He becomes engaged with form, clings to it, and takes a stand upon it as ‘my self.’ He becomes engaged with feeling … with perception … with volitional formations … with consciousness, clings to it, and takes a stand upon it as ‘my self.’ These same five aggregates of clinging, to which he becomes engaged and to which he clings, lead to his harm and suffering for a long time. - SN 22.85

What ends for the arahant is the “desire and lust therein” (MN 44), i.e. the upadana (clinging) in regards to the five aggregates (described above as “my self”); and it was that very upadana - from the point of view of the aggregates - that was preventing the “disillusionment, dispassion and freedom” towards the whole nature of sankhara described in DN 17 earlier.

(That does sort of fold the nature of sankhara back onto itself, and I think that is precisely what the sutta that @stephen quoted earlier is describing (also from the POV of the aggregates, not explicitly DO): “saṅkhāre saṅkhārattāya saṅkhatamabhisaṅkharonti they construct conditioned volitional formations as volitional formations” -SN 22.79. It seems the matter has to be understood from two points of view, and only when that upadana in regards to the five aggregates has ceased can it be said that the experience is free from conceit; free from one of those points of view taking priority over the other. In other words, all the elements of that mass of suffering remain except that upadana that was a disorder to the whole matter. As a result - bearing in mind the description of sankhara in DN 17 (the possessions that are the basis of suffering) - all of those possessions, most notably - the five aggregates - remain, but no longer indicate suffering, Self, samsara. They are cut off like a palm stump. Yes, I realize that I’m out on a limb here lol)

As far as your question on MN 43, I think it is a matter of the action implied on account of those three sankhara no longer standing for the actions of a Self. Though, as we discussed recently in the other thread, it was not immediately evident that the principle, even at that level of action, was an insight into the broader implications of wrong view and being bound to samsara. In other words, speech, thinking and pondering and breathing remain as aspects of the experience of the arahant, but would lack the subtle yet treacherous significance of being the actions of “I am”. All in all, the arahant is free from the burden of that mass of suffering.

I don’t like this post of mine very much. It is theoretically sound, in that it sets up a framework that accords with the suttas we are discussing, but it is going to put us into the weeds. What I think is paramount in this whole topic is that “desire and lust” in regards to the aggregates described in MN 44. To get anywhere close to understanding why certain things are the sankhara of this mass of suffering the experience needs to be thoroughly developed in virtue, sense restraint, guarded sense doors, seeing danger in the slightest fault, etc… Point being, the only way any of this deeply theoretical information becomes practical is if the lifestyle and effort is properly developed. I’m not saying that this isn’t worth discussing. It is. I just didn’t want to leave this aspect out of the discussion.

* _Material_:
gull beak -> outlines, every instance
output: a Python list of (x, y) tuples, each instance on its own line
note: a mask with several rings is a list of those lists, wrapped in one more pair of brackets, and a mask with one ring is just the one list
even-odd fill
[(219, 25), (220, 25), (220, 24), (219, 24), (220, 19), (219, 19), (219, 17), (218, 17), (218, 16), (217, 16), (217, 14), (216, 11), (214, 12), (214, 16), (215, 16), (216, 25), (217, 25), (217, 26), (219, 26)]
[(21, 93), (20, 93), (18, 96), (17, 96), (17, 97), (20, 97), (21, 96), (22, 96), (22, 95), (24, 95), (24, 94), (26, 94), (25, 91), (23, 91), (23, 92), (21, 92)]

* _The exercise_: Extract the passage of the post on clinging and the aggregates between "He becomes engaged with form, clings" and "DN 17 earlier.", inclusive. The entries are separate material from the post on clinging and the aggregates.

* _Task result_:
He becomes engaged with form, clings to it, and takes a stand upon it as ‘my self.’ He becomes engaged with feeling … with perception … with volitional formations … with consciousness, clings to it, and takes a stand upon it as ‘my self.’ These same five aggregates of clinging, to which he becomes engaged and to which he clings, lead to his harm and suffering for a long time. - SN 22.85

What ends for the arahant is the “desire and lust therein” (MN 44), i.e. the upadana (clinging) in regards to the five aggregates (described above as “my self”); and it was that very upadana - from the point of view of the aggregates - that was preventing the “disillusionment, dispassion and freedom” towards the whole nature of sankhara described in DN 17 earlier.